What you will do:
1) Using the su function documentation, answer the following:
(a) What is the default value of the digits argument?
(b) Which quantiles does probs request by default?
(c) What happens to a matrix when mat.var.in.col is set to FALSE?
2) Proceed with the su function documentation, picking up after its final sentence.

Text excerpt:
######
Skip to contents

Computes a compact table of summary statistics for each variable in a vector, matrix, or data frame. The following metrics are returned per variable: number of observations (Obs), missing values (NAs), mean, standard deviation (StDev), interquartile range (IQR), minimum (Min), user-specified quantiles (probs), and maximum (Max).

Usage

su(
  x,
  mat.var.in.col = TRUE,
  digits = 4,
  probs = c(0.1, 0.25, 0.5, 0.75, 0.9),
  print = FALSE
)

Arguments

x

a numeric vector, matrix, or data frame. For matrices, variables are assumed to be in columns; set mat.var.in.col = FALSE to treat rows as variables.

mat.var.in.col

logical. If TRUE (default), a matrix is interpreted as variables in columns. If FALSE, the matrix is transposed so that rows are treated as variables.
######
[Pointing dataset records]
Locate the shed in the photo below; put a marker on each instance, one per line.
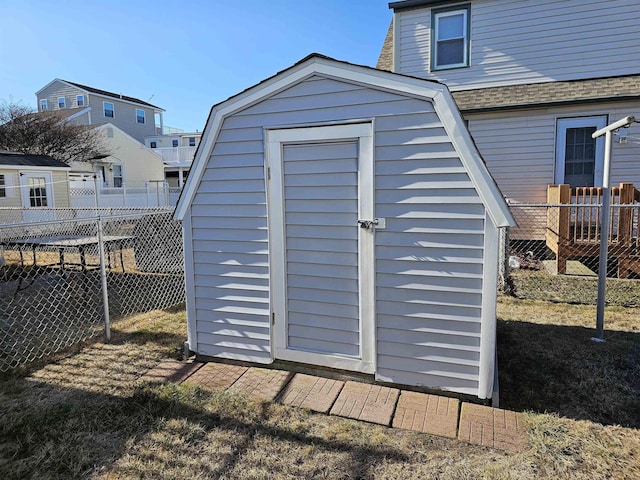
(340, 216)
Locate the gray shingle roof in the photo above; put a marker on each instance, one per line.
(28, 160)
(113, 95)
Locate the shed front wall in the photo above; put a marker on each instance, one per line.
(428, 259)
(519, 147)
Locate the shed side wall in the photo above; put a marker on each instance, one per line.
(515, 42)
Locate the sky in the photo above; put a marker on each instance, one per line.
(181, 56)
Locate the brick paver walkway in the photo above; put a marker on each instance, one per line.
(170, 371)
(427, 413)
(371, 403)
(433, 414)
(314, 393)
(262, 383)
(217, 376)
(491, 427)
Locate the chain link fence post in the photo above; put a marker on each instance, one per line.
(103, 281)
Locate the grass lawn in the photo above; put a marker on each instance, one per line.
(85, 416)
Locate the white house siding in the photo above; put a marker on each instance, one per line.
(428, 259)
(513, 41)
(59, 89)
(519, 147)
(61, 189)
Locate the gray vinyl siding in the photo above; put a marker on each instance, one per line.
(525, 42)
(519, 147)
(59, 89)
(428, 259)
(124, 116)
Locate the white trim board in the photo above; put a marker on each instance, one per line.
(275, 141)
(437, 93)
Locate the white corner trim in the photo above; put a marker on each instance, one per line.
(488, 319)
(487, 189)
######
Answers provided:
1)
(a) 4
(b) c(0.1, 0.25, 0.5, 0.75, 0.9), that is, the 0.1, 0.25, 0.5, 0.75, and 0.9 quantiles.
(c) The matrix is transposed so that rows are treated as variables.

2)
digits

integer. Number of digits to use when printing (only affects printed output when print = TRUE). Default is 4.

probs

numeric vector of probabilities in \([0, 1]\) for which quantiles are computed. Default is c(0.1, 0.25, 0.5, 0.75, 0.9).

print

logical. If TRUE, prints the transposed summary table using the specified number of digits. Default is FALSE.

Value

A matrix (coercible to data.frame) where each row corresponds to a variable and columns contain the summary statistics: Obs, NAs, Mean, StDev, IQR, Min, the requested probs quantiles (named), and Max. The returned object is given class "snreg" for compatibility with package-specific print/summarization methods.

Details

Compact Summary Statistics for Vectors, Matrices, and Data Frames

Input handling:

  • If x is a matrix with a single row or column, it is treated like a vector. Column or row names are used (if available). Otherwise, a default name is created.

  • If x is a matrix with multiple variables, variables are taken as columns. Use mat.var.in.col = FALSE to transpose and treat rows as variables.

  • If x is a vector, its deparsed symbol name is used as the variable name.

  • If x is a data frame, each column is summarized.

Missing values are excluded in all summary computations.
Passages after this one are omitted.